What is needed.
Print the full article on generative AI and data strategy word for word.

Passage for review.
* * * * * * * * *

Generative AI: An opportunity to modernize your data strategy
The popularity of generative AI has led many CEOs to analyze how this innovation might provide their company with a competitive advantage as well as improved productivity. This technology will require managers to identify its best possible use cases within their companies, but also what it will require in terms of data, platforms, processes and personnel so it can be employed to full advantage.
For most of these businesses, integrating this technological advancement will involve customizing the use of various generative AI systems (ChatGPT, Gemini, etc.) based on their sector of activity, but also their particular business reality.
Competitive advantage will arise from an ability to adapt these new tools to each field of expertise within the organization (marketing, finance, customer service, human resources, etc.) to make them more accurate and relevant.
This challenge can’t be overcome without good quality data. Data are a strategic advantage in the customization of generative AI algorithms and models.
According to a study conducted by Databricks and MIT (CIO vision 2025: Bridging the gap between BI and AI), 72% of chief information officers think that data (specifically the lack of reliable data) represents the main obstacle to achieving their AI-related goals. But what they all agree on is the fact that AI development needs to be part of a company’s data strategy for 2025.

* * * * * * * * *

Data records.
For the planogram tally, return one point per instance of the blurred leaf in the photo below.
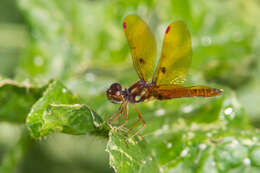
(16, 100)
(58, 110)
(13, 157)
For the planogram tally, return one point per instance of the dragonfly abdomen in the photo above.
(194, 91)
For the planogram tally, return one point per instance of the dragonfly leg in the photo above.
(120, 110)
(126, 115)
(140, 119)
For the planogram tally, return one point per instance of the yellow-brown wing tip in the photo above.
(218, 91)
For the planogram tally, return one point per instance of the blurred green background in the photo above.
(81, 42)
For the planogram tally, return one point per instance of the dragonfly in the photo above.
(163, 82)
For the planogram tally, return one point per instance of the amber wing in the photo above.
(176, 56)
(142, 44)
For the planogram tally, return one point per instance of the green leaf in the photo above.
(16, 100)
(130, 155)
(214, 136)
(58, 110)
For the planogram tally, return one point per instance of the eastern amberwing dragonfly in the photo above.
(166, 81)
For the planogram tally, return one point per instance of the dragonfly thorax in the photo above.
(115, 93)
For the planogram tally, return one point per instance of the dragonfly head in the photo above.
(114, 93)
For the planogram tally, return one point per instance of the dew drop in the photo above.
(247, 161)
(90, 77)
(228, 111)
(38, 61)
(184, 152)
(206, 41)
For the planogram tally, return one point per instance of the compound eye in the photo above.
(116, 86)
(118, 93)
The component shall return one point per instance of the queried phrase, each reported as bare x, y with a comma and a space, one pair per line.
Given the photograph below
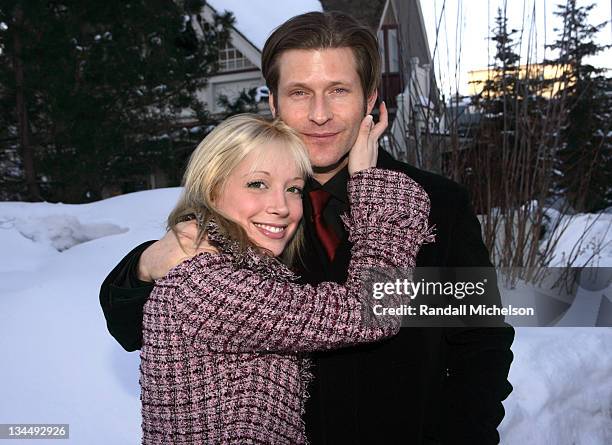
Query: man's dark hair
323, 30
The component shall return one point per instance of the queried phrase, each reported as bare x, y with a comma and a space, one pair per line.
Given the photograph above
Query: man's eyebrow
307, 87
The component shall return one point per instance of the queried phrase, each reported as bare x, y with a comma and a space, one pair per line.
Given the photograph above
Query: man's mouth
321, 136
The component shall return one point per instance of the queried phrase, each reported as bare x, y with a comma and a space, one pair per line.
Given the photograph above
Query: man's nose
320, 111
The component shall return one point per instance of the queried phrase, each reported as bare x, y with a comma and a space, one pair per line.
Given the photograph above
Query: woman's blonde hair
213, 161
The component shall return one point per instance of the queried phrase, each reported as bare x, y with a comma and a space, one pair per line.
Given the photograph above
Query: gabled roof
256, 19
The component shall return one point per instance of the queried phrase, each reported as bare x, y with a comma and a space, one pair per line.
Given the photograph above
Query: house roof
256, 19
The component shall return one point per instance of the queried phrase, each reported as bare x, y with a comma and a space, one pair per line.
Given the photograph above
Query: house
240, 59
408, 84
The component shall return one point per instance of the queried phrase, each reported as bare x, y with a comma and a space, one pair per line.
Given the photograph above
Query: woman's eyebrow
257, 171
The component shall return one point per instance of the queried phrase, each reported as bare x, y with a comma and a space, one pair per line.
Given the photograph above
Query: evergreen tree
585, 157
100, 89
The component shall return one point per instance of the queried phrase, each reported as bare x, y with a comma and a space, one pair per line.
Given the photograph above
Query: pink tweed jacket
225, 334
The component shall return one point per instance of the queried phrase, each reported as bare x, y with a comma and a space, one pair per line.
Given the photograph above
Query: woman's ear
271, 104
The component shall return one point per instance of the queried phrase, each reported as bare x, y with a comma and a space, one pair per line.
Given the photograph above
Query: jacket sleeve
229, 309
122, 297
478, 358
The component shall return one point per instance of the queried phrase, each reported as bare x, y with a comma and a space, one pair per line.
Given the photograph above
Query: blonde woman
225, 331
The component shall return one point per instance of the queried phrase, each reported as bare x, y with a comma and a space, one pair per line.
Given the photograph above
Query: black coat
424, 386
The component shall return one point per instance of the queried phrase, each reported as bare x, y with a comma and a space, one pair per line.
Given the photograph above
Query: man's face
320, 96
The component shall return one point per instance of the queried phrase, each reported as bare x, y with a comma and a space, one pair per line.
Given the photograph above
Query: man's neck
323, 177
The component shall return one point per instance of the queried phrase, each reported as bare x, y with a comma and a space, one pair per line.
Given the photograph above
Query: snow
585, 239
60, 365
256, 19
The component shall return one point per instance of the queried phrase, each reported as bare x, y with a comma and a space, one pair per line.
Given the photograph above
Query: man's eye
296, 190
256, 185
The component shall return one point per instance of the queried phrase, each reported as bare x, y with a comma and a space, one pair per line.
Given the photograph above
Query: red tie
328, 237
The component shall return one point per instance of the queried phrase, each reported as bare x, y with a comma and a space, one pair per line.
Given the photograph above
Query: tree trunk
27, 151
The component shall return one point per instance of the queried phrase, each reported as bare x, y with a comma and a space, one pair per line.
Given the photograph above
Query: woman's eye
256, 185
296, 190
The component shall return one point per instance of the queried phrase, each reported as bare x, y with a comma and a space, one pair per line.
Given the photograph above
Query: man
424, 386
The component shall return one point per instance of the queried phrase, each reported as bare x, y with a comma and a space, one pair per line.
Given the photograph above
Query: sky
463, 36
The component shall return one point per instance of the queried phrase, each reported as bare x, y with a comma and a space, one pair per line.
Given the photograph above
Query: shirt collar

* * * * * * * * *

Answer space.
Generative AI: An opportunity to modernize your data strategy
The popularity of generative AI has led many CEOs to analyze how this innovation might provide their company with a competitive advantage as well as improved productivity. This technology will require managers to identify its best possible use cases within their companies, but also what it will require in terms of data, platforms, processes and personnel so it can be employed to full advantage.
For most of these businesses, integrating this technological advancement will involve customizing the use of various generative AI systems (ChatGPT, Gemini, etc.) based on their sector of activity, but also their particular business reality.
Competitive advantage will arise from an ability to adapt these new tools to each field of expertise within the organization (marketing, finance, customer service, human resources, etc.) to make them more accurate and relevant.
This challenge can’t be overcome without good quality data. Data are a strategic advantage in the customization of generative AI algorithms and models.
According to a study conducted by Databricks and MIT (CIO vision 2025: Bridging the gap between BI and AI), 72% of chief information officers think that data (specifically the lack of reliable data) represents the main obstacle to achieving their AI-related goals. But what they all agree on is the fact that AI development needs to be part of a company’s data strategy for 2025.